WHAT IS REQUIRED
Which lines belong in the answer? Exactly those from the line containing "For every instance of the rock" through the last line of the records below, repeated as written.

SOURCE INFORMATION
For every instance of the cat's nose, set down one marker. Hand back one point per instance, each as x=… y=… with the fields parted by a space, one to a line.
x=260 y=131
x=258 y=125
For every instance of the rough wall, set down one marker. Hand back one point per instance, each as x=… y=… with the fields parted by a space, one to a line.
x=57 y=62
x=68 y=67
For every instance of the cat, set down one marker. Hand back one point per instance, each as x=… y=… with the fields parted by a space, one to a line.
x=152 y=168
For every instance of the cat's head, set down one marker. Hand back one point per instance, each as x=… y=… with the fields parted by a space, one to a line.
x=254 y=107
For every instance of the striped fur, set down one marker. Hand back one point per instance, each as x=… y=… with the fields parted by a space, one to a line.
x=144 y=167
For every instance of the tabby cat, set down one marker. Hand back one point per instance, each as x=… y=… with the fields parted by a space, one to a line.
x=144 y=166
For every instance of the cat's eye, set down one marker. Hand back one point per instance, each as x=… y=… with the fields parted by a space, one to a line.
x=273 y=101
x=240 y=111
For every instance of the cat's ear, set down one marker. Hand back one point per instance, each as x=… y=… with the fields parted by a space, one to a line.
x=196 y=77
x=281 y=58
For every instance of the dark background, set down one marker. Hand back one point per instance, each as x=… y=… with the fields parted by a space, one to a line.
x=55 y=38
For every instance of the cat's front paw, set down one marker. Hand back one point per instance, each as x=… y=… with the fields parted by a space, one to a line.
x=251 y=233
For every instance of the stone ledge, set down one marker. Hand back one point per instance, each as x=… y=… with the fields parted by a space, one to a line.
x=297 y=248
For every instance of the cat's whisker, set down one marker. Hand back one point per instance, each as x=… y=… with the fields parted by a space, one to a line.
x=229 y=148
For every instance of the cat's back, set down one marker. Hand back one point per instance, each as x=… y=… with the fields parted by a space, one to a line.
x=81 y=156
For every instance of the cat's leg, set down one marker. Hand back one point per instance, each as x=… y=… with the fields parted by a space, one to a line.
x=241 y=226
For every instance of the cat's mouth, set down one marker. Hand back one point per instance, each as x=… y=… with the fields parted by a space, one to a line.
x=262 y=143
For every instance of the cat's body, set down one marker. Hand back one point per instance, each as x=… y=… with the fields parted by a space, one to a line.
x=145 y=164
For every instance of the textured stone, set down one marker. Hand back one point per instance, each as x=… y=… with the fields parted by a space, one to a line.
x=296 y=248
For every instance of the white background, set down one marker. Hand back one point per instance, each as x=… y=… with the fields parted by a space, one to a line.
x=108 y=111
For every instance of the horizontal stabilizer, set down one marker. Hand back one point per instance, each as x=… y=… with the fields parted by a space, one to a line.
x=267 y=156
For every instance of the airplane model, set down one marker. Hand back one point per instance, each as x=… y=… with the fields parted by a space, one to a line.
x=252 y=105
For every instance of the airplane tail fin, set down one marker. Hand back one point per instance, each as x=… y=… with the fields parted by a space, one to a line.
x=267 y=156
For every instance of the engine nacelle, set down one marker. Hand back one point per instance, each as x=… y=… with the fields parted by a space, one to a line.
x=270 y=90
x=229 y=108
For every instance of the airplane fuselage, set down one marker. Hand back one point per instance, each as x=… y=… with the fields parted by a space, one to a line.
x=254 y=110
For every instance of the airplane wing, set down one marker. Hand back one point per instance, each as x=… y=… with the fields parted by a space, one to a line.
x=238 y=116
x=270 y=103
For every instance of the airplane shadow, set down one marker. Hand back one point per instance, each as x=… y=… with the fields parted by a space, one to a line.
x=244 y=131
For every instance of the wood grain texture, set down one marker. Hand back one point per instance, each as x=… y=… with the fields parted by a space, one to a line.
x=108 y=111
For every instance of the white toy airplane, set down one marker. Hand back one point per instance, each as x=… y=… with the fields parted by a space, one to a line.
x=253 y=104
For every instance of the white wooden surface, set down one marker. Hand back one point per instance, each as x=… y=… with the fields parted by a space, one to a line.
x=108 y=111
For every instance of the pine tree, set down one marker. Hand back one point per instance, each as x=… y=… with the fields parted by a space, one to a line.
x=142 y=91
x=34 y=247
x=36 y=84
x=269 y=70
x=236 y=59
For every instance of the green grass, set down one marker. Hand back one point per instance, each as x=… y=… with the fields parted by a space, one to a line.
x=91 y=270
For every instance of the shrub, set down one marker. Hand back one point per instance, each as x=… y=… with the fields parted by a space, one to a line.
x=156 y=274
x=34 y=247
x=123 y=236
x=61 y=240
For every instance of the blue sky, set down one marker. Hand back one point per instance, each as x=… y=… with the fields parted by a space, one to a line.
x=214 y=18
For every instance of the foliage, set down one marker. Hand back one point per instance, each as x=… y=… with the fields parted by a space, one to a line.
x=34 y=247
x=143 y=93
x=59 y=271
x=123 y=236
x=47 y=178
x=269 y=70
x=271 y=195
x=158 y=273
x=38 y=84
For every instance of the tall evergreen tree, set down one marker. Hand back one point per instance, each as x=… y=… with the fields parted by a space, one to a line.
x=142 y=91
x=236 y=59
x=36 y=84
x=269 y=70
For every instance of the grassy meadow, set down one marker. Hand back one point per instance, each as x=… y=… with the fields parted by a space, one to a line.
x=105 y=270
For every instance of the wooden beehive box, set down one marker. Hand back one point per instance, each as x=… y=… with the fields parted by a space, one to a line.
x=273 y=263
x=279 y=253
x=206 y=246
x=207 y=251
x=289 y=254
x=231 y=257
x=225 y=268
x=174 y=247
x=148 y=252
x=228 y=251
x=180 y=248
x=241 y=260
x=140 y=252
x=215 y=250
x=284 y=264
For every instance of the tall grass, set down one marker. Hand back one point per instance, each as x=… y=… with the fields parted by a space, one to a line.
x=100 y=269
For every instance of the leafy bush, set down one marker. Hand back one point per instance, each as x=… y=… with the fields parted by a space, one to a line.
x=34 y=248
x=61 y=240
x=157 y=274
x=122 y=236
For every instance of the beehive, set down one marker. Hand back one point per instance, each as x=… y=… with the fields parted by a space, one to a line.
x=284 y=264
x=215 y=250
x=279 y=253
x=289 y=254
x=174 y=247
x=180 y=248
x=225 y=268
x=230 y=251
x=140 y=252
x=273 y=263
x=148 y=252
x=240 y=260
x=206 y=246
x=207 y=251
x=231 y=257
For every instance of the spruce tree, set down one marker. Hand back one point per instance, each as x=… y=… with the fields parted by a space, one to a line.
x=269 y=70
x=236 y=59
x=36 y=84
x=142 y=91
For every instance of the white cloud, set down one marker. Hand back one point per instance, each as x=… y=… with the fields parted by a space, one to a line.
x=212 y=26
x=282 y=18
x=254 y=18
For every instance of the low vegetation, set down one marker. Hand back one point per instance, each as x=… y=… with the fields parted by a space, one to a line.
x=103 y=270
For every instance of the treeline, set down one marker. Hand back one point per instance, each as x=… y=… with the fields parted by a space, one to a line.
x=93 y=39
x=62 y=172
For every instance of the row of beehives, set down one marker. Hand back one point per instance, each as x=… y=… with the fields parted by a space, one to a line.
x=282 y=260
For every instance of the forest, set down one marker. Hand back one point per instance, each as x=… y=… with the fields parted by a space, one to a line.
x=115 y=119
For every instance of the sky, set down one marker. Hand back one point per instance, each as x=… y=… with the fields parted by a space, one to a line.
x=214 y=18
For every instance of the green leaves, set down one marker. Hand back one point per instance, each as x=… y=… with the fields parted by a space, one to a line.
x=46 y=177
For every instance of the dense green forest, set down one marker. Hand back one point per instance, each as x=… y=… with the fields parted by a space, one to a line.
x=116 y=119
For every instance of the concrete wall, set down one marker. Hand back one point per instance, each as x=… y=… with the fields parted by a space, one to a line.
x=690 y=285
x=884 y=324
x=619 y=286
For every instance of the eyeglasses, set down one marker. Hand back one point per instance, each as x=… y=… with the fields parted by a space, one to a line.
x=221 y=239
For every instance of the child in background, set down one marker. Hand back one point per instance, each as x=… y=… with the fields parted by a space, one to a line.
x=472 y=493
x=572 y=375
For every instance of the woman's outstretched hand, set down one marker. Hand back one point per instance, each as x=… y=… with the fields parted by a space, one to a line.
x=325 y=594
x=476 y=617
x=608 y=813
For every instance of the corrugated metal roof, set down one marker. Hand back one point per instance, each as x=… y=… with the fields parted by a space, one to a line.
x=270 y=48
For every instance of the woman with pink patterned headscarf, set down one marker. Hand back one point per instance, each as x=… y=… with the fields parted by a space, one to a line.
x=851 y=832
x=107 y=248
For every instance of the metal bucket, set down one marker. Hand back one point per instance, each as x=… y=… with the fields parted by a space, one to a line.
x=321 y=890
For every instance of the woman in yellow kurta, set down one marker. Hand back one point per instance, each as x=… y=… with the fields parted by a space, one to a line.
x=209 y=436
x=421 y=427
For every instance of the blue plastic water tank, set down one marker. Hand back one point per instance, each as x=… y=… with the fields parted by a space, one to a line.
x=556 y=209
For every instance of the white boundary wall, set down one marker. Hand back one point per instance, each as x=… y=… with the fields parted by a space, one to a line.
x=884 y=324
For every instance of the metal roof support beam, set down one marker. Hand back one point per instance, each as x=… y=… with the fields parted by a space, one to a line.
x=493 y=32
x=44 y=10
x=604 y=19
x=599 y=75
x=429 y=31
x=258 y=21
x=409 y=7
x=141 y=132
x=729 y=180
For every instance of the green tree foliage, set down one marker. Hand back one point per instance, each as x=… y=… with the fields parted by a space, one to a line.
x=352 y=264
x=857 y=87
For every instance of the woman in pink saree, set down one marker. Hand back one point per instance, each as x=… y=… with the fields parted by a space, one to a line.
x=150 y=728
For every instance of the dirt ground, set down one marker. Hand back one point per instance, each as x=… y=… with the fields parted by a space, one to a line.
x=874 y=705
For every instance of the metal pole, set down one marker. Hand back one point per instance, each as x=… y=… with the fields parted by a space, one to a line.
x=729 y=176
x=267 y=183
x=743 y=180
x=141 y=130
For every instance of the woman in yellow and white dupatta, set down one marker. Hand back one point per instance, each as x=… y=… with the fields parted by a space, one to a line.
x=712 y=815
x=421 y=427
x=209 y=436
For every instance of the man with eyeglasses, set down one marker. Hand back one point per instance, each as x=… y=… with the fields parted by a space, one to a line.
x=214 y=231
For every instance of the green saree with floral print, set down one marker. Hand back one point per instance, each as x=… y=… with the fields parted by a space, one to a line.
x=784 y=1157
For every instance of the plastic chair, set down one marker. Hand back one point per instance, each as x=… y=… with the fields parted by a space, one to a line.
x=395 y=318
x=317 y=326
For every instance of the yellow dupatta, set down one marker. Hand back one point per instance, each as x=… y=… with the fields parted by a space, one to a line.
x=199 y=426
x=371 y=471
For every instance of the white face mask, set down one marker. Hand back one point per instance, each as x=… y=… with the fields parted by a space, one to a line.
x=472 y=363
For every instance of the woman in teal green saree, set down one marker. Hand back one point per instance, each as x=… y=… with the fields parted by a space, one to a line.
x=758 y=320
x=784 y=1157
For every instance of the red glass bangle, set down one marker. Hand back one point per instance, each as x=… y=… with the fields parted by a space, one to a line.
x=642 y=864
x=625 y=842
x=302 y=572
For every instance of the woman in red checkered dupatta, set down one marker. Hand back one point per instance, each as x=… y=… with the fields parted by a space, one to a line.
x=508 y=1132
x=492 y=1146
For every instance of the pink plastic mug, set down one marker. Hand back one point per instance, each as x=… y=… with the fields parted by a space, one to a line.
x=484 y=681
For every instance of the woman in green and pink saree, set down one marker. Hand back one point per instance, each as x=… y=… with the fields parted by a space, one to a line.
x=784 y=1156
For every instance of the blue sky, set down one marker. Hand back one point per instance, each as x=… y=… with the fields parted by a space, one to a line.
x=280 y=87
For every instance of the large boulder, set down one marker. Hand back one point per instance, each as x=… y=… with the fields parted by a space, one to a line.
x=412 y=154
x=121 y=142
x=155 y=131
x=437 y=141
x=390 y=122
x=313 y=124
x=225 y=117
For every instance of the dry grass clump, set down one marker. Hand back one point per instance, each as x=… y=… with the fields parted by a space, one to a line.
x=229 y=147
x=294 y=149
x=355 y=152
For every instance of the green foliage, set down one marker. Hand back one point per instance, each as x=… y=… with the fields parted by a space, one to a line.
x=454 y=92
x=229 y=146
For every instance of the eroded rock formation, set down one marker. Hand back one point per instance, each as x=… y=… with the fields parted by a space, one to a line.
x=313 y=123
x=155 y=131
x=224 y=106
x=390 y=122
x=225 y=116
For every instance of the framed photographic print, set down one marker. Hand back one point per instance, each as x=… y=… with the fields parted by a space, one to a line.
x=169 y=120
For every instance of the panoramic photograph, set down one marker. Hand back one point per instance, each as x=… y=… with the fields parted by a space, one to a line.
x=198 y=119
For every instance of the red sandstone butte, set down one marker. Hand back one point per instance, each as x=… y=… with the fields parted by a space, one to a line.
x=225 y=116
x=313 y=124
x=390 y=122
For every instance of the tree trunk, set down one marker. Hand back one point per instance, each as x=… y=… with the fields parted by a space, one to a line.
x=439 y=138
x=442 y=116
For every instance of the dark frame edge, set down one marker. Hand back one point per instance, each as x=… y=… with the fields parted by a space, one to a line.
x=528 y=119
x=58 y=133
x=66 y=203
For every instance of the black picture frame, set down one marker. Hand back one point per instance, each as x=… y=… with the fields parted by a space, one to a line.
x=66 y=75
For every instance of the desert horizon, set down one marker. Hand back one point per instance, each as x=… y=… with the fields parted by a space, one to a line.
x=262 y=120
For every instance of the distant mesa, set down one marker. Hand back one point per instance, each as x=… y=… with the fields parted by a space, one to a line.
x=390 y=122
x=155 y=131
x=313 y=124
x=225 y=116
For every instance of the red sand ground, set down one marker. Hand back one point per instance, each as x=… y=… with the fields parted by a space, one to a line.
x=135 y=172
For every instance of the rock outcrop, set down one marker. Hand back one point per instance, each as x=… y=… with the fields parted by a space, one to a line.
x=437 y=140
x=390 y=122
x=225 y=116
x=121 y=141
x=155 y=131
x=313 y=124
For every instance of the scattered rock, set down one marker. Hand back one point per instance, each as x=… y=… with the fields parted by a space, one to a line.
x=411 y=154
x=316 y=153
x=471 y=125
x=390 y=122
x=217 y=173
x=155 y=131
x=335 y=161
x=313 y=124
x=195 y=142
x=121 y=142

RESULT OF THE TASK
For every instance of the rock outcrop, set down one marker. Hand back one point per instance, each as x=… y=… with the fields parted by a space, one to a line.
x=437 y=140
x=390 y=122
x=225 y=116
x=121 y=141
x=155 y=131
x=313 y=124
For every instance of the scattered rock, set down one marker. Hand back one point per instance, each as x=… y=… with the fields parted by a space, one to a line.
x=411 y=154
x=316 y=153
x=471 y=125
x=390 y=122
x=217 y=173
x=155 y=131
x=335 y=161
x=313 y=124
x=195 y=142
x=121 y=142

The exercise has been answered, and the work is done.